VIX, the volatility index for the S&P 500 options, opened the week at 17.7%, and closed today at 17.0%, down 4.0% for the week. This level of volatility seems high for the pattern of the price movement itself. This makes me wonder if volatility is remaining moderately high due to fear of “another shoe dropping”, whether that be another bank collapsing or an interview with a FOMC member sounding hawkish.

I track the Russell 2000 index with the IWM ETF, which closed today at 172.7, down 0.4 points or -0.2% on the day. IWM opened the week at 175.3, so the loss for the week was larger at -1.5%. IWM is trading weaker than any other broad market index, trading well below both the 50 dma and the 200 dma and its February high at 199. Some analysts attribute this weakness to a large number of small and regional banks in the Russell 2000 that are under pressure after the failure of the larger banks over the past few weeks.

The NASDAQ Composite index closed at 12,285 today, up 44 points 
or +0.4%. NASDAQ opened the week at 12,232, resulting in an identical weekly gain of +0.4%. NASDAQ is the only broad market index to have broken its February high, although it barely held that level today. NASDAQ’s trading volume fell off again this week, remaining under the 50 dma all week.

» Activity A: Quote everything in the weekly market commentary from "I track the" down to "past few weeks.".
» Activity B: Extend the weekly market commentary beyond its final sentence.

Excerpts from a dataset
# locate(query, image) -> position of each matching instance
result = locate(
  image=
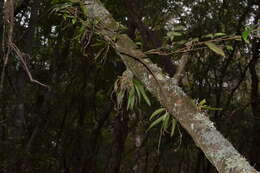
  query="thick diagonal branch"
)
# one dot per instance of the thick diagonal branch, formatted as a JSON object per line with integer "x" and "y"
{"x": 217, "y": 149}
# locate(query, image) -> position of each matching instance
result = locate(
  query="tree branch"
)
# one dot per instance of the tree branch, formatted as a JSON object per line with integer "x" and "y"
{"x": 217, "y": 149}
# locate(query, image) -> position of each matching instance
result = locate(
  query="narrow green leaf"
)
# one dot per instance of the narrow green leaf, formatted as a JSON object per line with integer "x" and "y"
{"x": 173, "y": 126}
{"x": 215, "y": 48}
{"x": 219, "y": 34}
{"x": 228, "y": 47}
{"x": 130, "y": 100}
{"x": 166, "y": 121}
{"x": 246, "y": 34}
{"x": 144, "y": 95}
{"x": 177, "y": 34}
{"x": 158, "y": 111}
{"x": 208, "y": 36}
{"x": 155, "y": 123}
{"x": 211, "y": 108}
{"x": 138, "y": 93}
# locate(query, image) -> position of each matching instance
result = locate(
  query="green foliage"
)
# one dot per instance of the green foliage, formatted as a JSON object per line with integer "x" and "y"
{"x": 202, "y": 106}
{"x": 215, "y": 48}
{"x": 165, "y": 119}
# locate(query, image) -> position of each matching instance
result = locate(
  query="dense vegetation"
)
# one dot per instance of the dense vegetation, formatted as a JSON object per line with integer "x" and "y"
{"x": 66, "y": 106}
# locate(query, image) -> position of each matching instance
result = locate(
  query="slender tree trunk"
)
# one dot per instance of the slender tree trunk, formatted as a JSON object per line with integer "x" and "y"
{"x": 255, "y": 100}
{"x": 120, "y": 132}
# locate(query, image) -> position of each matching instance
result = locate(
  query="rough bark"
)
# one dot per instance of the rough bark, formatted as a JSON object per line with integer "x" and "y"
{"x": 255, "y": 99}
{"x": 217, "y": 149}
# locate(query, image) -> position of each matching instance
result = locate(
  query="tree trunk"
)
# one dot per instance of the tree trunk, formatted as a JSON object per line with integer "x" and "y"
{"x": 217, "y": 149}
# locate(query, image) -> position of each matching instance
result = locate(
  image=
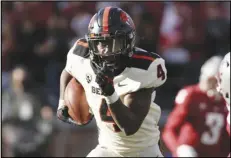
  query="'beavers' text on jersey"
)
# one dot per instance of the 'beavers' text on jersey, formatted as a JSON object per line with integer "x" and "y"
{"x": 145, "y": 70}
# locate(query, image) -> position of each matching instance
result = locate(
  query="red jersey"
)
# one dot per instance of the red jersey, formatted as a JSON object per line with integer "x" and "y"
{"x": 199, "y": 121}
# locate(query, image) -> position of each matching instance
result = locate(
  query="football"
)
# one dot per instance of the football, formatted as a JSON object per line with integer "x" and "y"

...

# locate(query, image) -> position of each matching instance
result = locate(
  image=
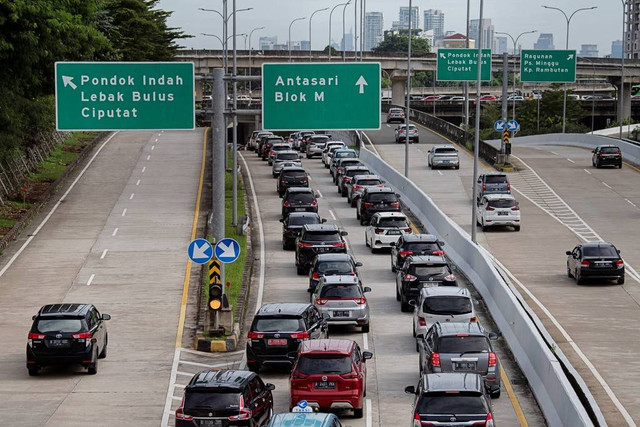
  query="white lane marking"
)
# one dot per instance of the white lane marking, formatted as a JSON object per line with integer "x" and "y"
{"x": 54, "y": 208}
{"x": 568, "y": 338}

---

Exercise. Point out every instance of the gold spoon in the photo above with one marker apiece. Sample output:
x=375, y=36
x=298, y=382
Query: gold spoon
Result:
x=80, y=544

» Written reply A:
I track the Russell 2000 index with the IWM ETF, which closed today at 172.7, down 0.4 points or -0.2% on the day. IWM opened the week at 175.3, so the loss for the week was larger at -1.5%. IWM is trading weaker than any other broad market index, trading well below both the 50 dma and the 200 dma and its February high at 199. Some analysts attribute this weakness to a large number of small and regional banks in the Russell 2000 that are under pressure after the failure of the larger banks over the past few weeks.

» Written reply B:
I believe we are near a “fork in the road” moment. This week’s CPI and PPI reports gave us hope that the inflation growth rate may be moderating, but it is only a minor turn lower. It could easily reassert itself. Inflation concerns have been replaced with a fear of a contagious run on the banks leading to a serious recession or worse.

The price charts are generally chopping sideways, appearing indecisive about which way to go. I worry that a critical piece of bad news could trip this market into a serious fall lower. I still remember global markets pausing as they watched the Greek debt crisis unfold in 2015. Greece’s debt to GDP ratio was 125%. That is precisely where our politicians (in both parties) have left us, and, incredibly, they want to add more debt. It seems that no one wishes to get this house in order. Let’s just open another credit card!

I closed a group of profitable trades this week but didn’t replace them. This is a good time to keep your powder dry and wait for a better day.

Be patient, trade small, take profits early, and leave a large percentage of your cash on the sidelines.